[Saved records]
- - - -
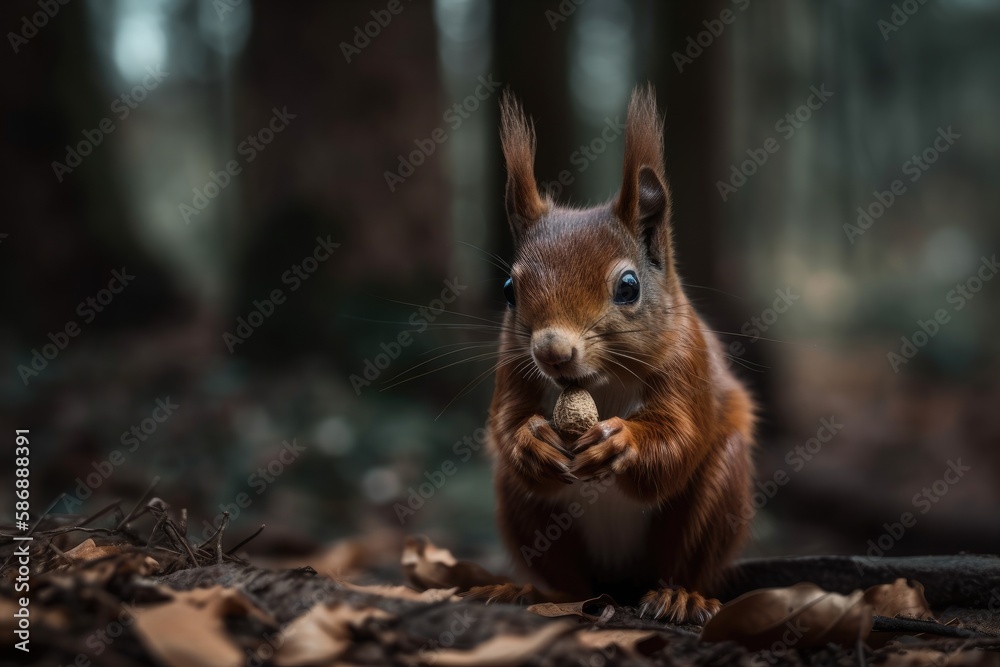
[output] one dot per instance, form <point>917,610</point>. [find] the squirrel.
<point>638,504</point>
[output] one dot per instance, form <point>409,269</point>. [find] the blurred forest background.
<point>242,132</point>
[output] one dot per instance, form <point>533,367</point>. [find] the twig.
<point>142,500</point>
<point>247,540</point>
<point>912,626</point>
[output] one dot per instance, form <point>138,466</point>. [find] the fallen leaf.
<point>374,549</point>
<point>429,566</point>
<point>899,599</point>
<point>499,651</point>
<point>189,630</point>
<point>557,609</point>
<point>322,634</point>
<point>88,550</point>
<point>801,616</point>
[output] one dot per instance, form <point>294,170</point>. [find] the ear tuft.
<point>643,203</point>
<point>517,136</point>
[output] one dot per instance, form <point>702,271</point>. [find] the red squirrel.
<point>637,506</point>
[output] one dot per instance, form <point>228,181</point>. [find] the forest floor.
<point>129,588</point>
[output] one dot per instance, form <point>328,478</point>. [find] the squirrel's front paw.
<point>606,447</point>
<point>539,455</point>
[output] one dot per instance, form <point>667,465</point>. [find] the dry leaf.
<point>899,599</point>
<point>557,609</point>
<point>322,634</point>
<point>189,630</point>
<point>88,550</point>
<point>801,616</point>
<point>406,593</point>
<point>428,566</point>
<point>374,549</point>
<point>499,651</point>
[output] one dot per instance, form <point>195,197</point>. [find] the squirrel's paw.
<point>677,605</point>
<point>539,454</point>
<point>605,448</point>
<point>503,593</point>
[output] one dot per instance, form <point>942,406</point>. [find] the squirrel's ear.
<point>643,203</point>
<point>524,205</point>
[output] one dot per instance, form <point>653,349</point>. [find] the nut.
<point>575,412</point>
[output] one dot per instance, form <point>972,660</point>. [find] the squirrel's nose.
<point>553,348</point>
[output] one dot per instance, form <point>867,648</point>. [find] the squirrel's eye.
<point>508,290</point>
<point>628,289</point>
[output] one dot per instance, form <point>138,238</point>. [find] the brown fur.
<point>676,434</point>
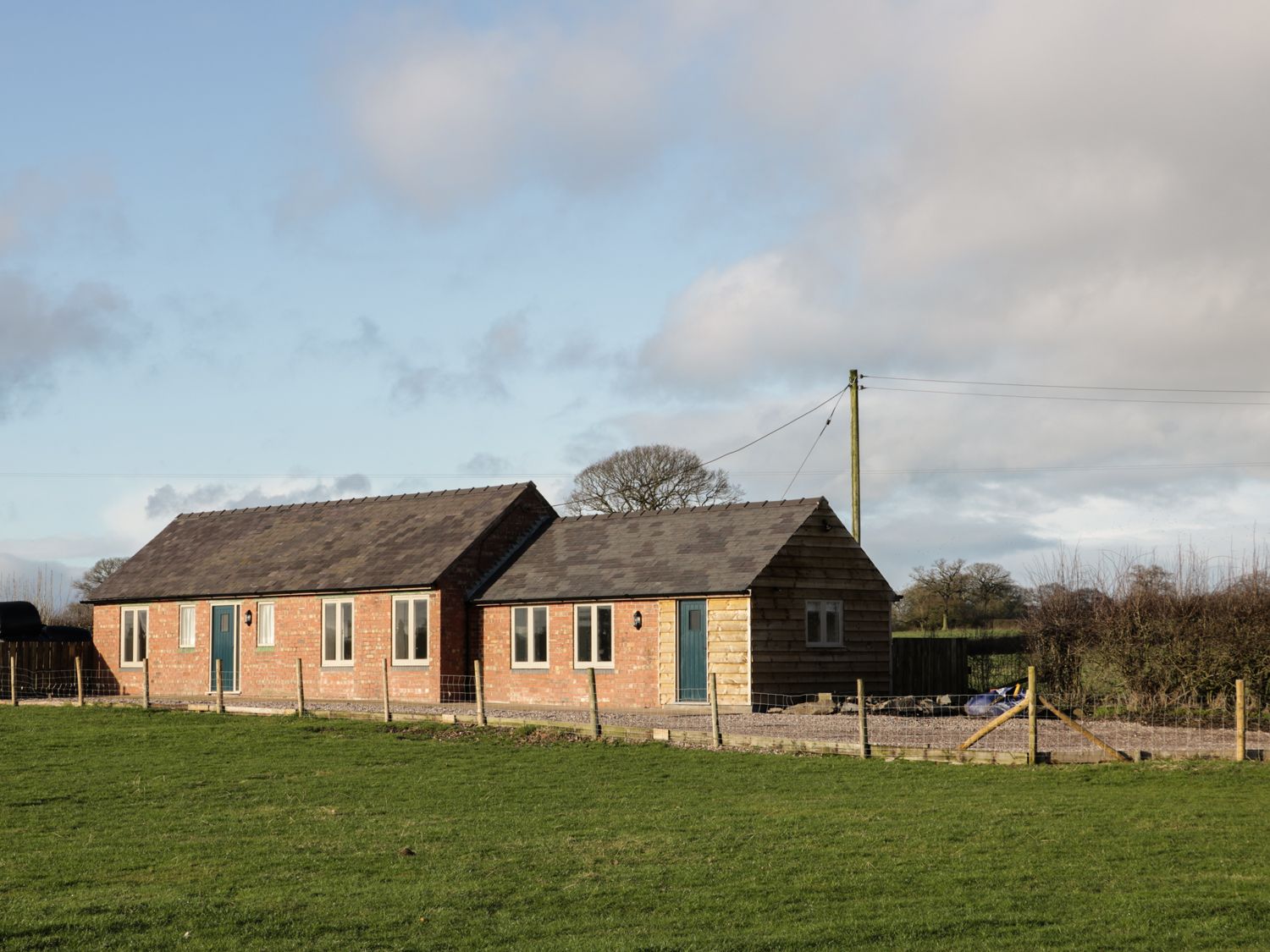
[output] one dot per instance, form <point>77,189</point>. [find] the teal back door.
<point>224,645</point>
<point>693,652</point>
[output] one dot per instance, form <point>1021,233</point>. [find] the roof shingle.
<point>698,551</point>
<point>378,542</point>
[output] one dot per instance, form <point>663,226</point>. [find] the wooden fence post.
<point>1240,721</point>
<point>594,703</point>
<point>480,695</point>
<point>715,736</point>
<point>863,718</point>
<point>300,688</point>
<point>1031,715</point>
<point>388,711</point>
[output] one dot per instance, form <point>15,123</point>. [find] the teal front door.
<point>693,652</point>
<point>225,645</point>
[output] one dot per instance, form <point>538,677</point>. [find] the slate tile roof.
<point>406,541</point>
<point>696,551</point>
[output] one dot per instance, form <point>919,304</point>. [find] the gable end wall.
<point>818,564</point>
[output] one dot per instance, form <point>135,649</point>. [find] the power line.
<point>1107,467</point>
<point>1085,400</point>
<point>1062,386</point>
<point>731,452</point>
<point>814,442</point>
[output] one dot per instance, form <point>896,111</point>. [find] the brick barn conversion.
<point>775,598</point>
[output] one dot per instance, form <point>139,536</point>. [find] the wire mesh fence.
<point>457,690</point>
<point>1067,728</point>
<point>50,685</point>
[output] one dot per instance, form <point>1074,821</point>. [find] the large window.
<point>825,624</point>
<point>530,636</point>
<point>264,625</point>
<point>185,639</point>
<point>134,626</point>
<point>411,630</point>
<point>594,636</point>
<point>337,632</point>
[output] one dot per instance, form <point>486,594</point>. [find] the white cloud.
<point>38,334</point>
<point>167,500</point>
<point>1062,193</point>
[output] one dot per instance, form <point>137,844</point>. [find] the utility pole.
<point>855,454</point>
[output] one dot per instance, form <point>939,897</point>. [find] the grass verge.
<point>126,828</point>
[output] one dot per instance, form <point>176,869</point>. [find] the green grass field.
<point>124,828</point>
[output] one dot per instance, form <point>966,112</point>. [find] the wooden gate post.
<point>715,736</point>
<point>594,705</point>
<point>1240,721</point>
<point>1031,715</point>
<point>388,711</point>
<point>480,695</point>
<point>863,718</point>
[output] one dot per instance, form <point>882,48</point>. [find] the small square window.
<point>185,639</point>
<point>825,624</point>
<point>594,636</point>
<point>530,636</point>
<point>411,630</point>
<point>264,625</point>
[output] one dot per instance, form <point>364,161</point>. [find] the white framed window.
<point>264,625</point>
<point>530,636</point>
<point>134,630</point>
<point>409,630</point>
<point>594,636</point>
<point>337,632</point>
<point>825,624</point>
<point>185,636</point>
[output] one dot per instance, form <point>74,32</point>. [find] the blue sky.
<point>256,254</point>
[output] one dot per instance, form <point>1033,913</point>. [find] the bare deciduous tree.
<point>649,477</point>
<point>102,570</point>
<point>947,581</point>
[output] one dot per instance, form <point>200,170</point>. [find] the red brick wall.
<point>271,672</point>
<point>632,683</point>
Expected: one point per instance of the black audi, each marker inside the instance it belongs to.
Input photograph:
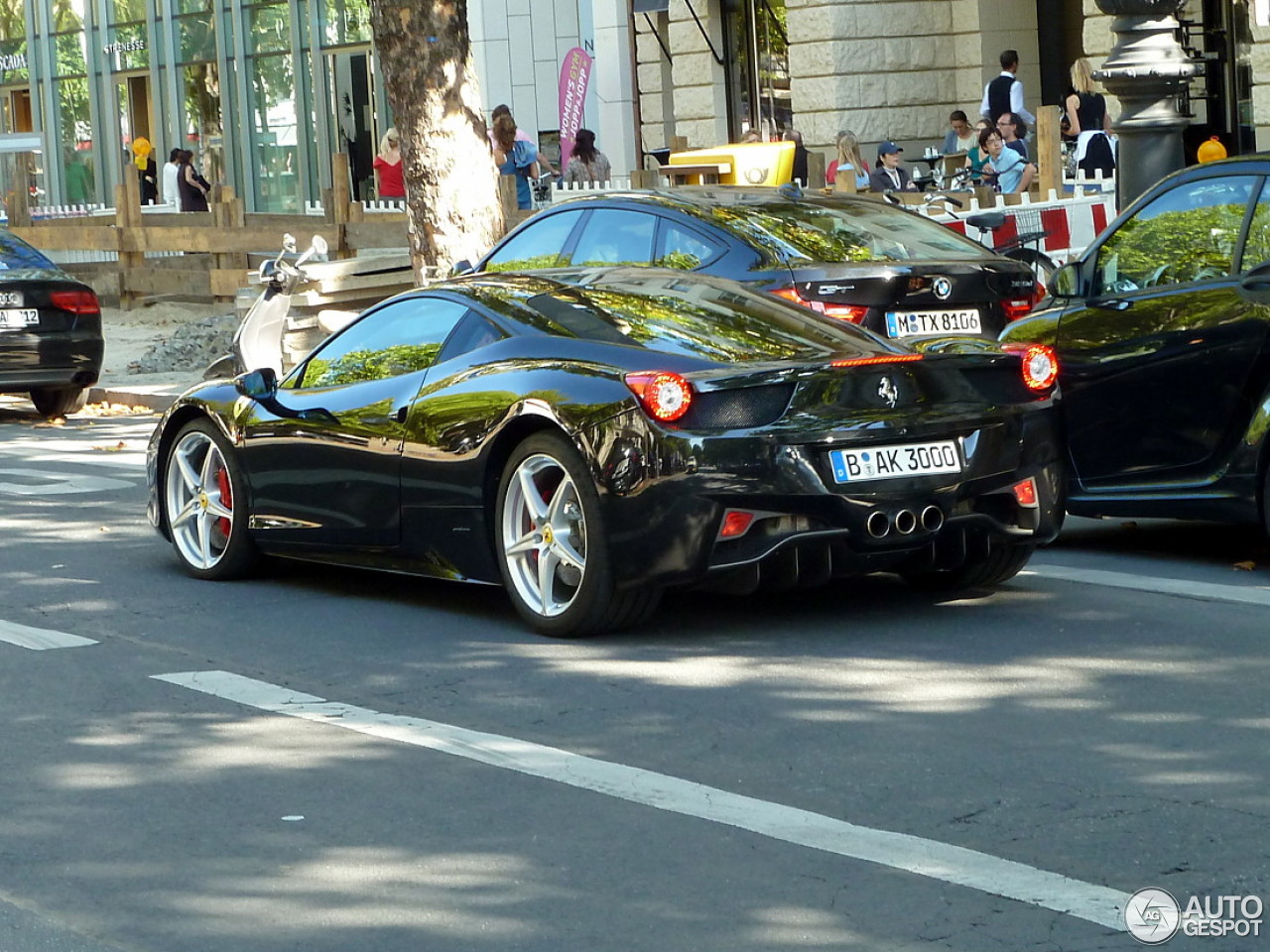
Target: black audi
(50, 330)
(851, 258)
(588, 447)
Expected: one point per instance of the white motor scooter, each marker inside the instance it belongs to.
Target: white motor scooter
(258, 339)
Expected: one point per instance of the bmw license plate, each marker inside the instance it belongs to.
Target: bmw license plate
(18, 318)
(892, 462)
(917, 324)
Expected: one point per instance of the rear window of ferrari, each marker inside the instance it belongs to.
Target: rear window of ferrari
(702, 320)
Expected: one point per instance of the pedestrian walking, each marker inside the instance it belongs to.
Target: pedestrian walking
(389, 180)
(587, 164)
(1005, 94)
(194, 189)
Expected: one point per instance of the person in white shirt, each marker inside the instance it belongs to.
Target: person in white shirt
(889, 177)
(171, 172)
(1005, 94)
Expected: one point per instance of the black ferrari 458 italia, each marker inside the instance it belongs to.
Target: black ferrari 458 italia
(588, 447)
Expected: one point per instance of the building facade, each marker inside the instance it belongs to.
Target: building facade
(263, 91)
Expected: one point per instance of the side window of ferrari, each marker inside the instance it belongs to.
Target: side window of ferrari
(616, 236)
(683, 248)
(399, 338)
(538, 245)
(1256, 250)
(1185, 235)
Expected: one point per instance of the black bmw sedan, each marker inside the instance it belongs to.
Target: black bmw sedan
(588, 447)
(50, 330)
(1161, 327)
(851, 258)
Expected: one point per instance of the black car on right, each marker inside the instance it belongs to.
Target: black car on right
(1161, 327)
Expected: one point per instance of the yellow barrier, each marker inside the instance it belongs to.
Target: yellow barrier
(749, 164)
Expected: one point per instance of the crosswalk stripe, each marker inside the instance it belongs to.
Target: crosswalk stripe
(40, 639)
(898, 851)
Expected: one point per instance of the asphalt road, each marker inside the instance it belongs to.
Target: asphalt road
(334, 761)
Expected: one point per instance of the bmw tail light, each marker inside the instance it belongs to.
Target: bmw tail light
(1016, 307)
(665, 395)
(855, 313)
(75, 301)
(1039, 365)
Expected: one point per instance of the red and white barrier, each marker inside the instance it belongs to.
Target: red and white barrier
(1072, 222)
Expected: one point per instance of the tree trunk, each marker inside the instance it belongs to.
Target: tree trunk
(451, 181)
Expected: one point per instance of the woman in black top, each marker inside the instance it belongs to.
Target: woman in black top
(1088, 122)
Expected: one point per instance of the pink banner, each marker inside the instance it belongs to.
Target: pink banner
(574, 75)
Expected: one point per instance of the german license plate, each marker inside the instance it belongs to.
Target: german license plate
(917, 324)
(897, 461)
(18, 318)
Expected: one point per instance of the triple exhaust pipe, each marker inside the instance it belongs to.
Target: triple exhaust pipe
(905, 522)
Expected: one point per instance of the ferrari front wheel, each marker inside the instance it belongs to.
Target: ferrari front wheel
(203, 504)
(549, 537)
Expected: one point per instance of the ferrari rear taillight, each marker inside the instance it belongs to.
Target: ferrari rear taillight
(75, 301)
(663, 394)
(855, 313)
(1039, 365)
(1016, 307)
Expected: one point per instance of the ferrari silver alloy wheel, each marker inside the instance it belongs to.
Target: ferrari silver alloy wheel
(544, 535)
(199, 500)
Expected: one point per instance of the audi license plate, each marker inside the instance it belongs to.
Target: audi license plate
(917, 324)
(19, 318)
(892, 462)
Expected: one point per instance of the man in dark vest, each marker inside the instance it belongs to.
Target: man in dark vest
(1005, 94)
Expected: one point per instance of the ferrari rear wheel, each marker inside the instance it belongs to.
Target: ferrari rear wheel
(58, 402)
(202, 483)
(996, 563)
(549, 537)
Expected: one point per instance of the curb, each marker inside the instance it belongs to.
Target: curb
(154, 398)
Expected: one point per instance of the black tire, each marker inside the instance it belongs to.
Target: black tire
(207, 531)
(580, 597)
(993, 565)
(59, 402)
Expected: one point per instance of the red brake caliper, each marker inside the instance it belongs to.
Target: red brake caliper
(222, 484)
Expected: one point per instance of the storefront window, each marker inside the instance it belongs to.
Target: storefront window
(270, 28)
(273, 134)
(204, 131)
(126, 10)
(67, 16)
(195, 39)
(347, 22)
(71, 59)
(72, 130)
(128, 49)
(757, 67)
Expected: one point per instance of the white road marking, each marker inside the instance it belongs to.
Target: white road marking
(1206, 590)
(58, 484)
(40, 639)
(899, 851)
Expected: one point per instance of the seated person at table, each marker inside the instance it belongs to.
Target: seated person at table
(960, 136)
(889, 176)
(1011, 172)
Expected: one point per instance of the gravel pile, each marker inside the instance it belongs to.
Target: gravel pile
(191, 345)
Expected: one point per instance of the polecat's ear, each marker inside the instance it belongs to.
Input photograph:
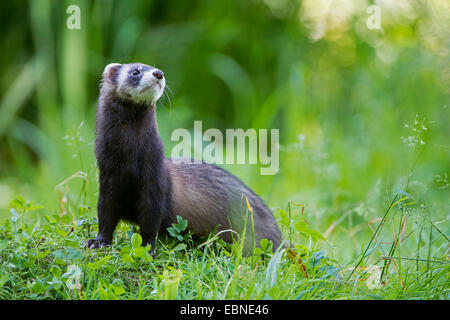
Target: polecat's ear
(111, 72)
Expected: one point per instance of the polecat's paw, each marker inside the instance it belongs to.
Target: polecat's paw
(92, 244)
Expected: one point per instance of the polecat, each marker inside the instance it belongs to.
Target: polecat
(139, 185)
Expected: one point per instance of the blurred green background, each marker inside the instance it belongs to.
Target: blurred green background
(362, 112)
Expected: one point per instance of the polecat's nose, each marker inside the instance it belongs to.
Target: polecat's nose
(158, 74)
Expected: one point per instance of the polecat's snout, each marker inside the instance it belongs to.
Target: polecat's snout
(135, 81)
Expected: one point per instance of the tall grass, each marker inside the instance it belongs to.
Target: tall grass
(351, 108)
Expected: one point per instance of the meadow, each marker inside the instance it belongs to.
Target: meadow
(362, 192)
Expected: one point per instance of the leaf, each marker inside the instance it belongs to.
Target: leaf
(303, 227)
(272, 269)
(284, 218)
(3, 279)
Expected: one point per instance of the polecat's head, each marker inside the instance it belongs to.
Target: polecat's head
(134, 81)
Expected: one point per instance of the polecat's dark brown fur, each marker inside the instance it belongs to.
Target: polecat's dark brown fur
(138, 184)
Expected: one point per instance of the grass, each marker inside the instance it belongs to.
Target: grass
(43, 258)
(362, 192)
- - - -
Objective:
Copy out the lines starting at the one that contains "[output] one dot per instance, form <point>486,594</point>." and ending with the one that contains "<point>126,828</point>".

Task result:
[output] one dot per instance, form <point>486,594</point>. [find] the white cloud.
<point>38,334</point>
<point>167,500</point>
<point>1062,193</point>
[output] one dot per instance, form <point>137,844</point>. [find] the utility pole.
<point>855,454</point>
[output] one dot per instance, form <point>939,897</point>. [find] the grass verge.
<point>126,828</point>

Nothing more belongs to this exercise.